(Source passage):
Pauline Black: A 2 Tone Story

Chronicling Pauline Black's four-decade career in music and her tireless advocacy for racial equality, this engrossing documentary delves into her adopted background, the challenges she faced due to racism and sexism…

Pauline Black: A 2 Tone Story, Jane Mingay

Marginalisation and microaggressions; we all know how it is to live under a white gaze which leaves us feeling restricted, lonely and questioning our inherent worth. Thankfully, at the end of the day most of us can go home and leave the malicious and malignant phenomenon behind, shut out, sheltered by the four walls and those within them.

The reverse was true for Pauline Black, born Belinda, the adopted daughter of a white couple from Essex, othered by a family where casual racism was the norm and Enoch Powell was lauded. It was at home where the white gaze was most penetrative and incessant and out in the world where Pauline became and felt safest being Black. 

Pauline Black: A 2-Tone Story (2024), a feature film directed by Jane Mangy, and loosely based on Paulline’s book Black by Design (2011). It provides Pauline with the stage to tell her story and that of the second half of the 20th century, of which she played an integral part, from her perspective. The use of archival footage containing words and imagery we hope are the echoes of Britain’s bygone age, but suspect is still prevalent under the surface, is balanced out with personal anecdotes. Pauline retraces her steps to houses and places central to her journey, and a scintillating soundtrack of music encompasses genres, generations and the globe itself. Some of the biggest moments of the century and most prominent and influential figures are intertwined with Pauline’s story, the monumental nestling alongside the personal that makes this docu-film so compelling.

Some of the biggest moments of the century and most prominent and influential figures are intertwined with Pauline’s story

The front woman of The Selecter band and the fitting face of 2-tone, the music that amalgamated reggae and rock-steady on one side and punk and rock on the other, and movement that stuck two fingers up at Thatcher-era policies which tried to pit Black against white; Pauline finally had the space and creative freedom to explore all sides of herself and become who she always was.

[Point-per-instance localization data]
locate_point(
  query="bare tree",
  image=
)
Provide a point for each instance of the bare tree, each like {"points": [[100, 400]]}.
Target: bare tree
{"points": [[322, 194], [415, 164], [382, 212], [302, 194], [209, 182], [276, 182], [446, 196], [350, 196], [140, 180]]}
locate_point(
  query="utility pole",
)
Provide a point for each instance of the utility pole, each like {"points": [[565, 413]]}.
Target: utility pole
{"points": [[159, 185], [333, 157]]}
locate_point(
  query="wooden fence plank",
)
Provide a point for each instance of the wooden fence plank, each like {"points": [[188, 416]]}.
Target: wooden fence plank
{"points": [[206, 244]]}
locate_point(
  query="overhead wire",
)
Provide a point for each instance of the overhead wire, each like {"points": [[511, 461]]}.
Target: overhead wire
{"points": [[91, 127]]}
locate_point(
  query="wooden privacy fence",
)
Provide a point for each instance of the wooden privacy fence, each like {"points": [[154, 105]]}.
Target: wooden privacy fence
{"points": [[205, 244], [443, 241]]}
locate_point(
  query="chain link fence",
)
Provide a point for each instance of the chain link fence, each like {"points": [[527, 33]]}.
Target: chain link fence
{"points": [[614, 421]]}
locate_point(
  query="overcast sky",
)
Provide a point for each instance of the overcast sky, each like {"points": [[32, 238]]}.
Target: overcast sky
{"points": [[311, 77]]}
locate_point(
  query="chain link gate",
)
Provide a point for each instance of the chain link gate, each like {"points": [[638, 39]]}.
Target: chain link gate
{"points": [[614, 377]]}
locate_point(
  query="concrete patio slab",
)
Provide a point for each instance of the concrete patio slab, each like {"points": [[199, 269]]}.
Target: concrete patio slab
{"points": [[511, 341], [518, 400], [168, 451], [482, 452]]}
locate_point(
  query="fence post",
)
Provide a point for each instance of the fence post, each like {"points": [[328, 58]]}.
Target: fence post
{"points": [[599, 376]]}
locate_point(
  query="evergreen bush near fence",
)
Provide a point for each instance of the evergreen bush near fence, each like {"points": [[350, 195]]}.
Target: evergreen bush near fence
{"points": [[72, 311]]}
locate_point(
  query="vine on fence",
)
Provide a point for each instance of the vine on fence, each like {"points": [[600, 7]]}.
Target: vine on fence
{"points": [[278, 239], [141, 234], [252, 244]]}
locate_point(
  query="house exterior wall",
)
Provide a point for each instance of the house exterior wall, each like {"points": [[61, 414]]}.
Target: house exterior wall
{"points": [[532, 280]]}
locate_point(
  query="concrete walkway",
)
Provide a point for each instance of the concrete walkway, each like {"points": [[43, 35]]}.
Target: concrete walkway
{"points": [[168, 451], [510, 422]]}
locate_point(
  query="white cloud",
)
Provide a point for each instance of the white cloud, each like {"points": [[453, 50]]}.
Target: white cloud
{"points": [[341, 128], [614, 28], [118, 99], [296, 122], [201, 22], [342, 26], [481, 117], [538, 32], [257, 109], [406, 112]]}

(Assignment 1):
Answer these questions using the review of the Pauline Black documentary:
(a) What name was Pauline Black born with?
(b) Which book, and from what year, is the film loosely based on?
(c) Which band did Pauline Black front?
(Assignment 2): In the review of the Pauline Black documentary, rewrite the paragraph beginning "The reverse was true for Pauline Black" as a short bulleted list that keeps its main facts.
(Assignment 3): Carry on the review of the Pauline Black documentary from the point where it stops.

(Exercise result 1):
(a) Belinda
(b) Black by Design (2011)
(c) The Selecter

(Exercise result 2):
- Pauline Black was born Belinda and adopted by a white couple from Essex.
- Her adoptive family treated her as other; casual racism was normal there, and Enoch Powell was praised.
- The white gaze was strongest and most constant at home.
- Out in the world she came to be, and felt safest being, Black.

(Exercise result 3):
Her coming of age could have been stunted by a volatile late 1970s and early 1980s fraught with racial tension and class agitation, but alliances such as Rock Against Racism, and the 100,000 that showed up for their 1978 concert in Victoria Park, showed that her and other Black artists were welcome in music and this country no matter what Eric Clapton said a couple of years earlier at a concert in Birmingham, when he spewed racist vitriol about “get the foreigners out” and “keep Britain white”. As well as illustrating the unifying and redemptive power of music, the documentary demonstrates the importance of time and place and exemplifies how critical sub-cultures are to the formation of identity and giving individuals a place in the world.

Fun, but frank about the triumphs and troughs of life, including finding her biological father, her mother’s fandom and discovering the existence of 16 paternal siblings, Pauline’s performance pulsates and is central to the cinematic experience that also features interviews with Don Letts, Arthur ‘Gaps’ Hendrickson and Sonia Boyce. Into her 7th decade and finally comfortable in her skin, we get the impression that the length of the journey doesn’t matter, the arrival is all that counts. 

Release Date: October 12th, 2024 (BFI London Film Festival Festival)
Directed by
Jane Mingay
Written by
Pauline Black, Jane Mingay
Produced by
Keith Haviland
Starring
Pauline Black, Arthur Hendrickson, Don Letts
Cinematography by
Arushi Chugh
Distributor:
TigerLily Two Productions
Runtime:
90 minutes.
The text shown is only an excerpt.